- **Exercise goal**: Leave out the pictures and retype exactly the lines from the one with "child's wrist and record integer pixel coordinates." through the end of the records.

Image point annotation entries
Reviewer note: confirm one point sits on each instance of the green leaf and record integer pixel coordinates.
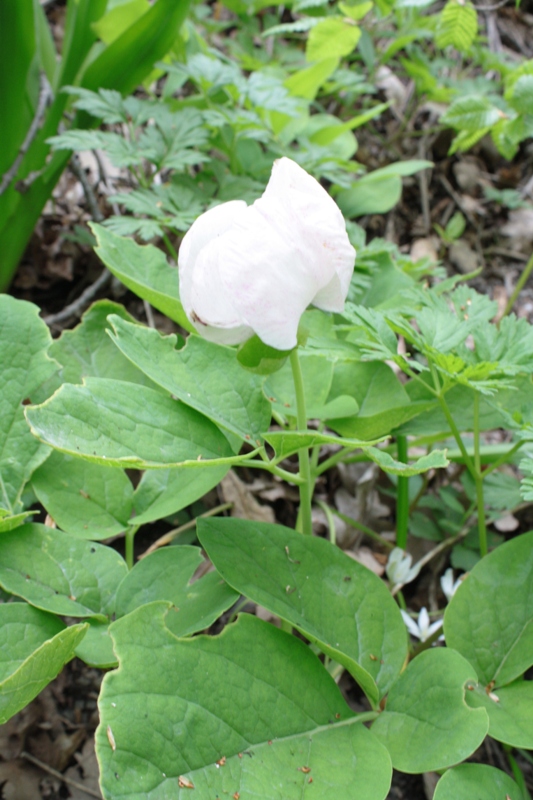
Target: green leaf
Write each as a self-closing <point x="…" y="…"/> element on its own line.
<point x="352" y="617"/>
<point x="306" y="82"/>
<point x="59" y="573"/>
<point x="510" y="711"/>
<point x="434" y="460"/>
<point x="166" y="575"/>
<point x="332" y="37"/>
<point x="34" y="646"/>
<point x="457" y="26"/>
<point x="285" y="443"/>
<point x="520" y="96"/>
<point x="162" y="492"/>
<point x="254" y="699"/>
<point x="126" y="62"/>
<point x="111" y="25"/>
<point x="105" y="422"/>
<point x="471" y="113"/>
<point x="203" y="375"/>
<point x="490" y="618"/>
<point x="24" y="365"/>
<point x="83" y="498"/>
<point x="379" y="191"/>
<point x="87" y="351"/>
<point x="317" y="374"/>
<point x="96" y="647"/>
<point x="426" y="724"/>
<point x="143" y="269"/>
<point x="258" y="357"/>
<point x="467" y="781"/>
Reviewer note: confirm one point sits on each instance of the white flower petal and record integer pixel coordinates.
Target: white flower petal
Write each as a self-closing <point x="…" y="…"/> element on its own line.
<point x="202" y="292"/>
<point x="267" y="278"/>
<point x="255" y="270"/>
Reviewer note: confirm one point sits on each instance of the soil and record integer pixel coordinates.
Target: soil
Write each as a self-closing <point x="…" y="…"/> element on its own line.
<point x="47" y="750"/>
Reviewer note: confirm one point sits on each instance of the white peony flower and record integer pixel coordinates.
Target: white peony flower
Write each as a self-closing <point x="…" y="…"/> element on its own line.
<point x="255" y="269"/>
<point x="422" y="629"/>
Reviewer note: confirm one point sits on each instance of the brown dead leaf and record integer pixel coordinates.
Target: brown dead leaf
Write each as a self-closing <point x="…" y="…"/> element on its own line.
<point x="85" y="773"/>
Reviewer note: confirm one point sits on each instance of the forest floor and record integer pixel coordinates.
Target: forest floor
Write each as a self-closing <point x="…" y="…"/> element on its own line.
<point x="47" y="750"/>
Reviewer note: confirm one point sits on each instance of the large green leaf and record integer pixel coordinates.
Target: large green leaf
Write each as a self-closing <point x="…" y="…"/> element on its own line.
<point x="426" y="724"/>
<point x="143" y="269"/>
<point x="476" y="780"/>
<point x="383" y="401"/>
<point x="87" y="351"/>
<point x="60" y="573"/>
<point x="166" y="575"/>
<point x="162" y="492"/>
<point x="126" y="62"/>
<point x="326" y="595"/>
<point x="253" y="699"/>
<point x="490" y="618"/>
<point x="510" y="710"/>
<point x="34" y="646"/>
<point x="24" y="366"/>
<point x="84" y="498"/>
<point x="203" y="375"/>
<point x="106" y="422"/>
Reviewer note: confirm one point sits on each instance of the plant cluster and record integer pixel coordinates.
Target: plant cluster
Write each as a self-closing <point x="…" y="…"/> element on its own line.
<point x="114" y="426"/>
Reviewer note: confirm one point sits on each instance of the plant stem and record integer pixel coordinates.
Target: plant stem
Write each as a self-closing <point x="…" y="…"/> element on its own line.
<point x="402" y="497"/>
<point x="478" y="478"/>
<point x="128" y="545"/>
<point x="304" y="523"/>
<point x="519" y="286"/>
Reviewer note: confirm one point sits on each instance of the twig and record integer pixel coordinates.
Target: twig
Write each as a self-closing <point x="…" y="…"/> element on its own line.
<point x="88" y="191"/>
<point x="60" y="776"/>
<point x="168" y="537"/>
<point x="45" y="95"/>
<point x="519" y="286"/>
<point x="424" y="189"/>
<point x="85" y="297"/>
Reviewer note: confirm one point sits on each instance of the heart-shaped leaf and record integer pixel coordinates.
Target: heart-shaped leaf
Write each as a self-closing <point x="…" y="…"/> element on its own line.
<point x="84" y="498"/>
<point x="490" y="618"/>
<point x="249" y="712"/>
<point x="334" y="601"/>
<point x="203" y="375"/>
<point x="166" y="575"/>
<point x="476" y="780"/>
<point x="106" y="422"/>
<point x="60" y="573"/>
<point x="426" y="724"/>
<point x="510" y="710"/>
<point x="34" y="646"/>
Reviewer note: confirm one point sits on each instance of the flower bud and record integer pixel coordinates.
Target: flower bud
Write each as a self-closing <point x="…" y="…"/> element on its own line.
<point x="248" y="270"/>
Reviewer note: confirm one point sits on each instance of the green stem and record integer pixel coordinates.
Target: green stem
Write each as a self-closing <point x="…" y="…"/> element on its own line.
<point x="363" y="528"/>
<point x="128" y="545"/>
<point x="402" y="497"/>
<point x="478" y="479"/>
<point x="519" y="286"/>
<point x="170" y="248"/>
<point x="304" y="523"/>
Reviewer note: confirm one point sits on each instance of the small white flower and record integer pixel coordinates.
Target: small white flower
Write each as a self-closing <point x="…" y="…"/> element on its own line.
<point x="449" y="587"/>
<point x="255" y="269"/>
<point x="399" y="570"/>
<point x="422" y="629"/>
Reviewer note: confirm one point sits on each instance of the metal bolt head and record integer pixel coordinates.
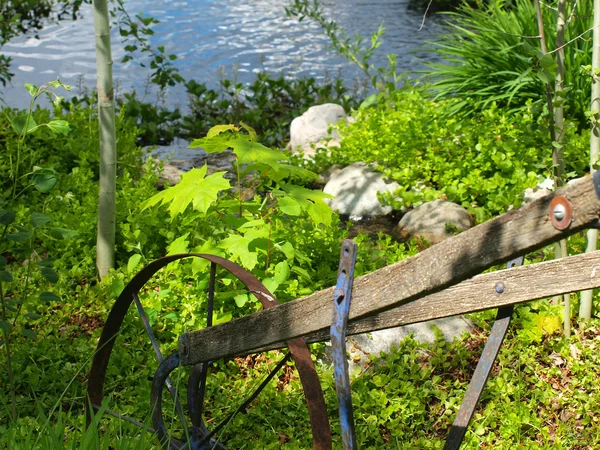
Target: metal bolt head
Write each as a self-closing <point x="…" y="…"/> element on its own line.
<point x="560" y="211"/>
<point x="499" y="287"/>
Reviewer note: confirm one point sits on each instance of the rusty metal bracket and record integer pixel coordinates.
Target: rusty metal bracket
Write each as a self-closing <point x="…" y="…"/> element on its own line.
<point x="341" y="309"/>
<point x="483" y="369"/>
<point x="561" y="212"/>
<point x="197" y="434"/>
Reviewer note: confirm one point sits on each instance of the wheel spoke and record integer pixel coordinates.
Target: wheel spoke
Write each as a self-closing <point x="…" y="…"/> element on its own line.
<point x="126" y="419"/>
<point x="249" y="400"/>
<point x="204" y="367"/>
<point x="159" y="356"/>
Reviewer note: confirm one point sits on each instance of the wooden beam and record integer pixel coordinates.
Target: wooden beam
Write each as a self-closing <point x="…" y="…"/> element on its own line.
<point x="521" y="284"/>
<point x="513" y="234"/>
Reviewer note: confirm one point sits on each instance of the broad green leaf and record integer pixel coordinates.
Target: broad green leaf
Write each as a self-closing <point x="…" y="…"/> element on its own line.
<point x="6" y="276"/>
<point x="287" y="249"/>
<point x="251" y="131"/>
<point x="226" y="317"/>
<point x="133" y="262"/>
<point x="39" y="219"/>
<point x="171" y="316"/>
<point x="49" y="274"/>
<point x="289" y="206"/>
<point x="241" y="300"/>
<point x="237" y="246"/>
<point x="282" y="272"/>
<point x="218" y="129"/>
<point x="303" y="273"/>
<point x="312" y="202"/>
<point x="179" y="245"/>
<point x="547" y="61"/>
<point x="59" y="126"/>
<point x="116" y="288"/>
<point x="49" y="297"/>
<point x="22" y="236"/>
<point x="545" y="76"/>
<point x="24" y="124"/>
<point x="287" y="170"/>
<point x="62" y="233"/>
<point x="201" y="264"/>
<point x="29" y="334"/>
<point x="7" y="217"/>
<point x="271" y="284"/>
<point x="252" y="224"/>
<point x="31" y="88"/>
<point x="43" y="180"/>
<point x="5" y="326"/>
<point x="195" y="189"/>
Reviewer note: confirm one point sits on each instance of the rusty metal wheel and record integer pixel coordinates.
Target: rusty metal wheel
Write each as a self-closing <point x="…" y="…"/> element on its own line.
<point x="195" y="434"/>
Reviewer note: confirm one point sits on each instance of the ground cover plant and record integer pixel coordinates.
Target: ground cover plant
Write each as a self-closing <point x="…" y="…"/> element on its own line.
<point x="407" y="401"/>
<point x="483" y="163"/>
<point x="266" y="215"/>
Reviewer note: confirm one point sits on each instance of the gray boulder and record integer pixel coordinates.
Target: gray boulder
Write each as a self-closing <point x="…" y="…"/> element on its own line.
<point x="361" y="346"/>
<point x="541" y="190"/>
<point x="312" y="128"/>
<point x="177" y="159"/>
<point x="434" y="221"/>
<point x="355" y="189"/>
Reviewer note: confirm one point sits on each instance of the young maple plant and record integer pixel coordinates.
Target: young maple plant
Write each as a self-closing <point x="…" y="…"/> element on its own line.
<point x="247" y="221"/>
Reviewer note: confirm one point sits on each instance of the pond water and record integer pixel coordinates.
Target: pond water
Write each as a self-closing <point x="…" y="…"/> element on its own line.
<point x="228" y="38"/>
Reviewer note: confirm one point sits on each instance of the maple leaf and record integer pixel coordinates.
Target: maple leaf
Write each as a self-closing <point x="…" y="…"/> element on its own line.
<point x="194" y="189"/>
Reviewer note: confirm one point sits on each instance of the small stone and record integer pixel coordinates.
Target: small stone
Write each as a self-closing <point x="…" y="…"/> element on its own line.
<point x="312" y="128"/>
<point x="355" y="189"/>
<point x="434" y="221"/>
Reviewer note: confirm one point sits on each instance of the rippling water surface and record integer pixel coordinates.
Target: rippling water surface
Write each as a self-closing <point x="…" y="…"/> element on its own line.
<point x="214" y="37"/>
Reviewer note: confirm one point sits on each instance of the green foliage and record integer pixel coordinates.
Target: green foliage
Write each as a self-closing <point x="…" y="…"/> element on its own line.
<point x="484" y="162"/>
<point x="492" y="55"/>
<point x="135" y="34"/>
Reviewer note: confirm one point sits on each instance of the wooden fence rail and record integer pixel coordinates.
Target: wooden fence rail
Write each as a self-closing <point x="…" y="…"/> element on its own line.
<point x="408" y="291"/>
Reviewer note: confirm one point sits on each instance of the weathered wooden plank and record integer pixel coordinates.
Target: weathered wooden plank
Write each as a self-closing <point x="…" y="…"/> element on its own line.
<point x="513" y="234"/>
<point x="521" y="284"/>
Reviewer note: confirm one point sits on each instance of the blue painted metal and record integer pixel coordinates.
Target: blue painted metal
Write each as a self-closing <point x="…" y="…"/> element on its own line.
<point x="341" y="309"/>
<point x="483" y="369"/>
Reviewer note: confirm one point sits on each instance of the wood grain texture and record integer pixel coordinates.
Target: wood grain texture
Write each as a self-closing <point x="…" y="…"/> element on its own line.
<point x="513" y="234"/>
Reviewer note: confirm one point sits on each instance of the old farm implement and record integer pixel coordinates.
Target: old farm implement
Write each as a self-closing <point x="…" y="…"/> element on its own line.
<point x="435" y="283"/>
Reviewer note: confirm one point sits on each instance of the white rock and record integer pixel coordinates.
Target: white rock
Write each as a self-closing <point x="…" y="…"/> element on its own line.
<point x="532" y="194"/>
<point x="312" y="127"/>
<point x="434" y="221"/>
<point x="361" y="346"/>
<point x="355" y="191"/>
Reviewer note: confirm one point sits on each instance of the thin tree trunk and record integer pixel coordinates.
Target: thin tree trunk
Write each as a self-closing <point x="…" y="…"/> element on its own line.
<point x="558" y="158"/>
<point x="105" y="247"/>
<point x="585" y="307"/>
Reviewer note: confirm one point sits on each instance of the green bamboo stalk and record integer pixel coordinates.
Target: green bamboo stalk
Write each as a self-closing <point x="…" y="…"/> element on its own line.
<point x="585" y="307"/>
<point x="105" y="247"/>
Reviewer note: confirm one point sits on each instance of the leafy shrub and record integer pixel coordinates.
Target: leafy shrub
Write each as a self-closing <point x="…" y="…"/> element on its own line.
<point x="492" y="55"/>
<point x="484" y="162"/>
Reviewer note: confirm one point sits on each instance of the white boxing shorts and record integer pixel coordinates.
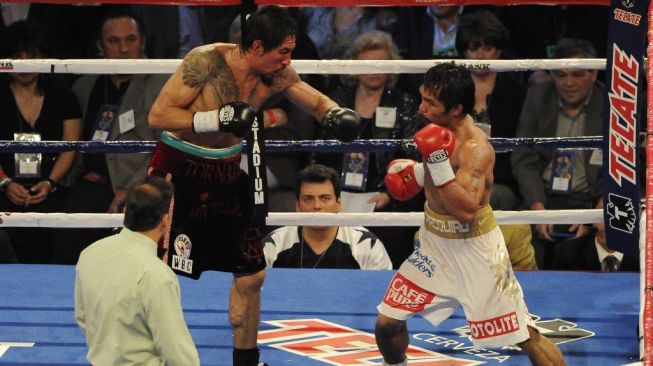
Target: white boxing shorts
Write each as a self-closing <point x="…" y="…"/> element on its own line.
<point x="464" y="264"/>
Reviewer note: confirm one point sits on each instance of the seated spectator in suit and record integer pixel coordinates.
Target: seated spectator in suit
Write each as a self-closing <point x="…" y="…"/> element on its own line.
<point x="498" y="96"/>
<point x="33" y="108"/>
<point x="318" y="190"/>
<point x="518" y="242"/>
<point x="387" y="112"/>
<point x="114" y="108"/>
<point x="569" y="105"/>
<point x="424" y="33"/>
<point x="591" y="253"/>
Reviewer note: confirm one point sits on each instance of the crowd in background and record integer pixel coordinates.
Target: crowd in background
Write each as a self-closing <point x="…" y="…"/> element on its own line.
<point x="114" y="107"/>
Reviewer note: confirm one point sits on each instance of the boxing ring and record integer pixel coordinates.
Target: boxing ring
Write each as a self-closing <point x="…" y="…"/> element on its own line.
<point x="318" y="317"/>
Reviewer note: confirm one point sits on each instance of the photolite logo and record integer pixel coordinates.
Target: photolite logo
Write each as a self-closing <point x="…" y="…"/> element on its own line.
<point x="405" y="295"/>
<point x="495" y="327"/>
<point x="336" y="344"/>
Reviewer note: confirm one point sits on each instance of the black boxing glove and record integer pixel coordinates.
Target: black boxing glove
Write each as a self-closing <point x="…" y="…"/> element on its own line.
<point x="343" y="123"/>
<point x="234" y="117"/>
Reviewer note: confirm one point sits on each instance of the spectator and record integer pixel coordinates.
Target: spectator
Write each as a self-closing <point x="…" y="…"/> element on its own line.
<point x="127" y="301"/>
<point x="387" y="112"/>
<point x="591" y="253"/>
<point x="425" y="32"/>
<point x="520" y="249"/>
<point x="498" y="96"/>
<point x="318" y="190"/>
<point x="569" y="105"/>
<point x="115" y="108"/>
<point x="34" y="108"/>
<point x="332" y="30"/>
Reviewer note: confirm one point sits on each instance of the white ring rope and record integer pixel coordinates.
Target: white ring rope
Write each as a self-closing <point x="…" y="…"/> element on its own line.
<point x="341" y="67"/>
<point x="94" y="220"/>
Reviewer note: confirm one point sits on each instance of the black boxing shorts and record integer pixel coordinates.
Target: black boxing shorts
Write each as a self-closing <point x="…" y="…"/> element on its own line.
<point x="213" y="227"/>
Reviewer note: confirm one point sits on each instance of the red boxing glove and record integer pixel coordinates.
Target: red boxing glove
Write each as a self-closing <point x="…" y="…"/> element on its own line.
<point x="436" y="143"/>
<point x="404" y="178"/>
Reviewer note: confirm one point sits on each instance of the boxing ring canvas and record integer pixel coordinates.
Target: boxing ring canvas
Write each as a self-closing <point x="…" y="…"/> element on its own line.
<point x="326" y="317"/>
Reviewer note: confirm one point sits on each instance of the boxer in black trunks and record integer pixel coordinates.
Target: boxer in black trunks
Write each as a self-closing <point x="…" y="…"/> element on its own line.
<point x="206" y="108"/>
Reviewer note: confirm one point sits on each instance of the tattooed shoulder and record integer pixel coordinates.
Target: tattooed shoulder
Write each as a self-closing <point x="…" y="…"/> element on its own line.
<point x="200" y="66"/>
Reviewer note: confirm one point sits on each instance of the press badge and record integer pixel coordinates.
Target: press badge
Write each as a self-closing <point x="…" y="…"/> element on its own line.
<point x="354" y="170"/>
<point x="28" y="165"/>
<point x="597" y="157"/>
<point x="104" y="121"/>
<point x="385" y="117"/>
<point x="562" y="171"/>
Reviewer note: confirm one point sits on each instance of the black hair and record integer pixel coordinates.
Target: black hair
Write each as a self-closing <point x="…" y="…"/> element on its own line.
<point x="271" y="25"/>
<point x="24" y="36"/>
<point x="318" y="173"/>
<point x="146" y="203"/>
<point x="481" y="28"/>
<point x="574" y="48"/>
<point x="452" y="84"/>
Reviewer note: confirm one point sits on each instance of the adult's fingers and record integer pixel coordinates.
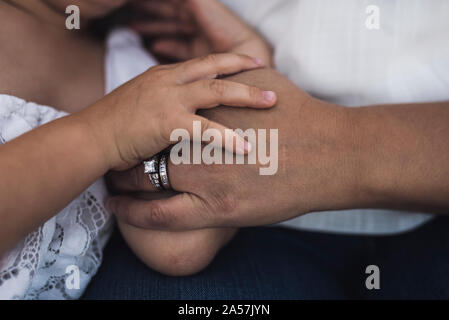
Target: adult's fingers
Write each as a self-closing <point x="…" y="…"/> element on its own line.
<point x="164" y="8"/>
<point x="181" y="212"/>
<point x="132" y="180"/>
<point x="214" y="65"/>
<point x="207" y="94"/>
<point x="164" y="27"/>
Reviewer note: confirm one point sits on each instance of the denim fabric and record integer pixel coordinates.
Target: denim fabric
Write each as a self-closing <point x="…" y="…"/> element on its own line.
<point x="278" y="263"/>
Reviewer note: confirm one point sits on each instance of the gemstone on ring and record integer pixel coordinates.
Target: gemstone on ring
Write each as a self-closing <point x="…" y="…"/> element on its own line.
<point x="151" y="166"/>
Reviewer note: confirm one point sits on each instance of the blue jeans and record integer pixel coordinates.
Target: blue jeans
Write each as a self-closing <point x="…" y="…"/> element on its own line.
<point x="278" y="263"/>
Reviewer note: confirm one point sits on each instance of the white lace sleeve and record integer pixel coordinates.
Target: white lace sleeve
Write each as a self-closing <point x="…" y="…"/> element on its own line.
<point x="65" y="247"/>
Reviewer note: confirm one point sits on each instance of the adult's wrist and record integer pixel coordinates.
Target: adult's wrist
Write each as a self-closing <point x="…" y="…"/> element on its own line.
<point x="340" y="159"/>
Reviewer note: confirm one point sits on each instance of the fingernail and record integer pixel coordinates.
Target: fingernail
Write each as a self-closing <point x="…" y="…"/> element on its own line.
<point x="259" y="62"/>
<point x="211" y="77"/>
<point x="242" y="146"/>
<point x="248" y="147"/>
<point x="108" y="205"/>
<point x="269" y="96"/>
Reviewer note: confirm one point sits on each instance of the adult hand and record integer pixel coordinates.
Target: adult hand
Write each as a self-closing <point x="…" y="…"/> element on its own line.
<point x="186" y="29"/>
<point x="135" y="121"/>
<point x="317" y="169"/>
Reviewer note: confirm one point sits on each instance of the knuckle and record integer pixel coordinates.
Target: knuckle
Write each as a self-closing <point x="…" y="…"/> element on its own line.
<point x="136" y="180"/>
<point x="205" y="125"/>
<point x="223" y="202"/>
<point x="254" y="93"/>
<point x="217" y="87"/>
<point x="212" y="58"/>
<point x="158" y="218"/>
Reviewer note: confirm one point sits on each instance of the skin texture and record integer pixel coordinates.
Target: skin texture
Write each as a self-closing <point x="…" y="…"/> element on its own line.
<point x="183" y="30"/>
<point x="330" y="157"/>
<point x="117" y="132"/>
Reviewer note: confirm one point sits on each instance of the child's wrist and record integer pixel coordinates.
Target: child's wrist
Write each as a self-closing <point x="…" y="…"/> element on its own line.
<point x="94" y="122"/>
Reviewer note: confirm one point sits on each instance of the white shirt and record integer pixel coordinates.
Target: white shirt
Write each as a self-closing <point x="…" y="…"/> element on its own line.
<point x="325" y="47"/>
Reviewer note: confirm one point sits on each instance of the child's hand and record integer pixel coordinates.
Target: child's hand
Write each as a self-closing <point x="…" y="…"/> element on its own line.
<point x="135" y="122"/>
<point x="184" y="29"/>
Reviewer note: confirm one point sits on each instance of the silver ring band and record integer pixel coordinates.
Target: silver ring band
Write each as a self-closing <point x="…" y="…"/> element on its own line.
<point x="152" y="169"/>
<point x="163" y="172"/>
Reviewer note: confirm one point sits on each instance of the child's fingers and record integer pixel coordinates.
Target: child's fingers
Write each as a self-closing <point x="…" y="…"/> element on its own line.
<point x="206" y="94"/>
<point x="228" y="139"/>
<point x="172" y="48"/>
<point x="213" y="65"/>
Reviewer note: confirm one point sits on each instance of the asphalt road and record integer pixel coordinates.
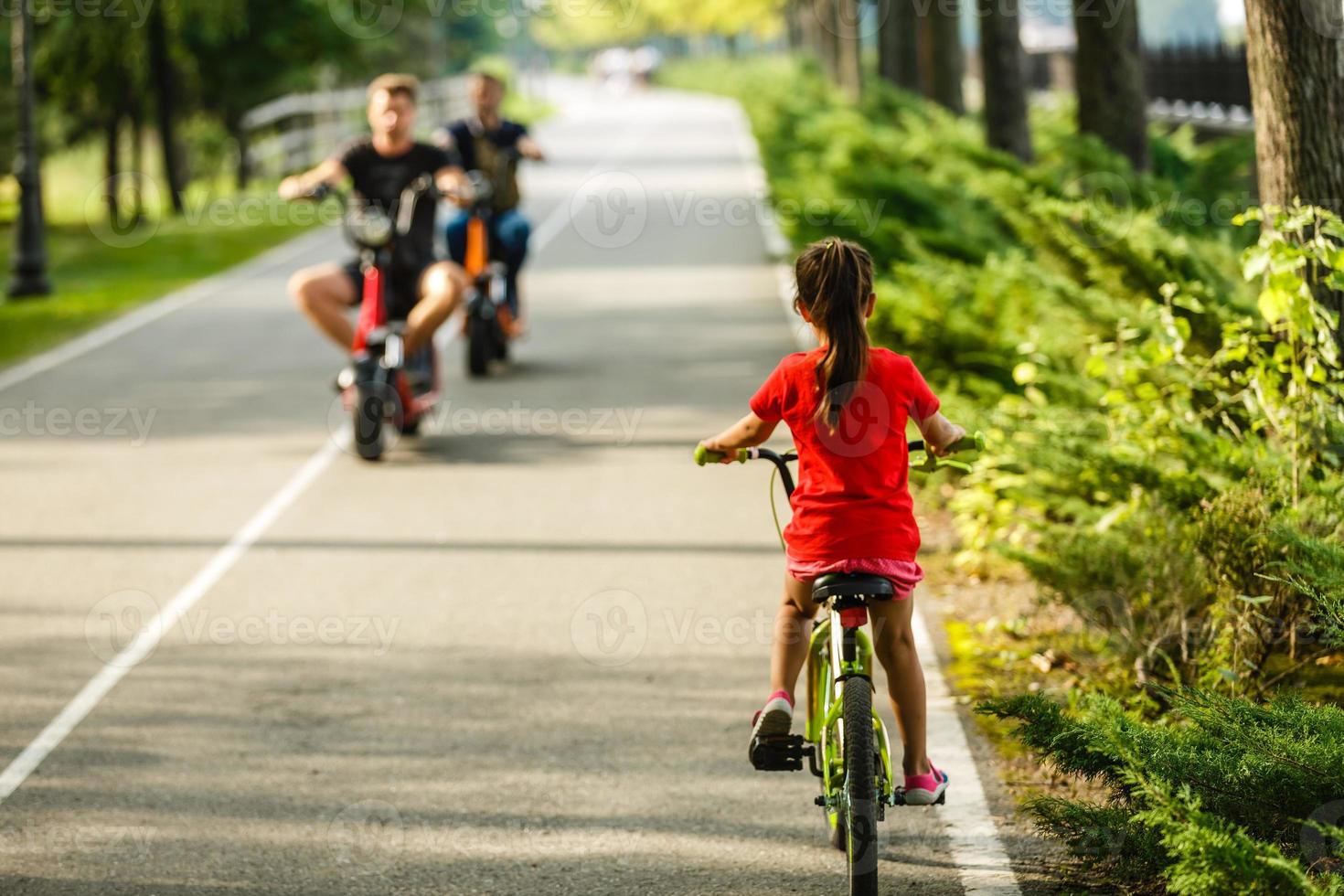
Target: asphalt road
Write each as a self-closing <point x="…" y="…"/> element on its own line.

- **Full response**:
Reviewer note: confirm one point sits on each instance of the child's wrist and record integer pixel coordinates.
Target: child's wrist
Write each as a self-closing <point x="…" y="…"/> element on its own line.
<point x="94" y="122"/>
Reviewer note: confirm one point sits on each instance of the white shirt and record integer pixel coordinates.
Target: white shirt
Write each as a self-closing <point x="…" y="…"/> element on its own line.
<point x="325" y="47"/>
Reviewer note: confirm one point sits on each instance of the child's hand and record integer pixel coordinates.
Target: child's hand
Write each as a self-closing <point x="…" y="…"/> element on its own line.
<point x="135" y="122"/>
<point x="184" y="29"/>
Reviewer note: confirm one point sits on each instance of the silver ring band and record integer pixel coordinates.
Target: silver ring band
Write each as a self-closing <point x="…" y="…"/> element on its own line.
<point x="152" y="169"/>
<point x="163" y="172"/>
Reviewer note: confirm one point sits on each instance of the child's fingers and record integer pixel coordinates.
Target: child's fingers
Write each as a self-closing <point x="…" y="…"/> element on its own line.
<point x="206" y="94"/>
<point x="228" y="139"/>
<point x="172" y="48"/>
<point x="213" y="65"/>
Reviewer note: confirm one point sits on each instance of the asphalt road and record integer pixel coordinates.
Target: asphalt road
Write each as a self-closing <point x="…" y="…"/> element on its own line.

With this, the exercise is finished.